QUOTED PASSAGE →
_ _ _
2021 Playoffs: East Final | Bucks (3) vs. Hawks (5)

With Giannis Antetokounmpo and Trae Young ailing, who will step up to fill the void?

The series is now a best-of-three, and players who aren't used to being thrust into the spotlight will likely be counted on heavily in Game 5.

If Giannis is out for Game 5, Brook Lopez will likely play a bigger role for the Bucks in a pivotal game.

No one is suggesting that the grim responsibility of replacing an injured teammate is quite like a game of musical chairs, unless you like playing to the slow, mournful pace of a funeral dirge.

Still, the NBA playoff schedule is unforgiving. The music is going to stop. So when it’s time for the next game, ready or not, healthy or not, somebody is going to have to grab the seat vacated by that fallen friend. The more valuable that player is, the more urgent the situation.
_ _ _
RAW RECORDS →

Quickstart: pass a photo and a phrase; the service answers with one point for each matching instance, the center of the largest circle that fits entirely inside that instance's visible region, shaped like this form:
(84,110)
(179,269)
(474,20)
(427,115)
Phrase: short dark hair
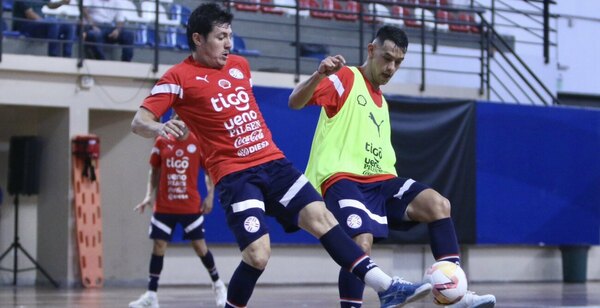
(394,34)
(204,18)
_ _ _
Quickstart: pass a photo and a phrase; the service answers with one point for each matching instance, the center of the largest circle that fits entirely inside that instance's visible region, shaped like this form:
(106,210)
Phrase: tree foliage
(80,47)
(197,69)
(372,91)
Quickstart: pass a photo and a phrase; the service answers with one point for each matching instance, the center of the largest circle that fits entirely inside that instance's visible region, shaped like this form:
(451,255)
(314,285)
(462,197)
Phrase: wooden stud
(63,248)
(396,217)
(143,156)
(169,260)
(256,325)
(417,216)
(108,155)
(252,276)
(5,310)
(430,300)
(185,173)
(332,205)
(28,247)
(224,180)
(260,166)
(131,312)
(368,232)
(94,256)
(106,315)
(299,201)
_ _ _
SHORT TASK → Please answer from the playoff article: who will likely play a bigger role for the Bucks if Giannis is out for Game 5?

TASK SOLUTION → Brook Lopez.